▶ _What is required_: Quote each line of the material verbatim, without the pictures.

▶ _Material for this exercise_:
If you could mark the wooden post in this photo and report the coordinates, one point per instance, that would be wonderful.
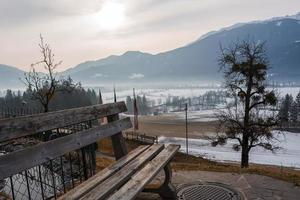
(118, 141)
(186, 131)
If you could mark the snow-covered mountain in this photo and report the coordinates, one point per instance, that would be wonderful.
(195, 61)
(199, 60)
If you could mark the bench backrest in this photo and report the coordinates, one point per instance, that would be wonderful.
(14, 128)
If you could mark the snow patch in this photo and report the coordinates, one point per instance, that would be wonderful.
(136, 76)
(288, 155)
(97, 75)
(279, 23)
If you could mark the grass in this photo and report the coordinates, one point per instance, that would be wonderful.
(191, 163)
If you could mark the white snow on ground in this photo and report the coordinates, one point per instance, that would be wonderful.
(163, 94)
(196, 116)
(288, 155)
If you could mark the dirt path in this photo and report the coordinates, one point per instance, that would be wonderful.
(170, 127)
(251, 186)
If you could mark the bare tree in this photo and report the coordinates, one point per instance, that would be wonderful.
(44, 86)
(245, 70)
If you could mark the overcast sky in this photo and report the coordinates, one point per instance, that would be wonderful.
(81, 30)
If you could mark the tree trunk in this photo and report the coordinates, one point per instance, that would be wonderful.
(245, 153)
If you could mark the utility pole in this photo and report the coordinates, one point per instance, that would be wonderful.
(186, 131)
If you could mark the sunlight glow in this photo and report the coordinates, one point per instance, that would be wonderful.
(111, 15)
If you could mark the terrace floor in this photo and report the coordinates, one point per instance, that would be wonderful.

▶ _Solution_:
If you could mark the wooden post in this photo and report the coordinates, one point per instance, that would be wonderful.
(118, 141)
(186, 131)
If you could mark the snow-covered mountain in this photo and report the coordinates, one point per instance, that would be wonderful.
(195, 61)
(199, 60)
If you could mark the bench backrest in this photo and report the coordinates, one point per instance, that would be wonderful.
(14, 128)
If you could mark the snow patch in this photo and report the coordinates, one point per instance, that would be wonderful.
(136, 76)
(288, 155)
(97, 75)
(279, 23)
If you could mark the grass in this photo and report the coordinates, one point per instance, that would be wonderful.
(191, 163)
If you could mark the white snow on ground in this photo and report the coordinates, one point per instance, that would be wonderful.
(163, 94)
(196, 116)
(288, 155)
If you could mark the dirt path in this photo and report the coordinates, one point per instance, that would be wonderful.
(170, 127)
(251, 186)
If you could mark the bare tree in this photo and report the coordinates, one point per instance, that would be wonderful.
(44, 86)
(245, 70)
If you could mark the overcast sky in this photo and report the coordinates, one point per instance, that would be wonderful.
(81, 30)
If you could mark the tree trunk in this photo and report the coordinates, one point per instance, that would be wonderful.
(245, 153)
If you could mark the utility pole in this photo and report the coordinates, one point per instance, that would be wonderful.
(186, 131)
If you could mark the sunlight glow in this photo and report the coordinates, one point per instance, that would be wonderful.
(111, 15)
If you could mark the terrace floor in this photo and report the coordinates, one point per instance, that would be wonderful.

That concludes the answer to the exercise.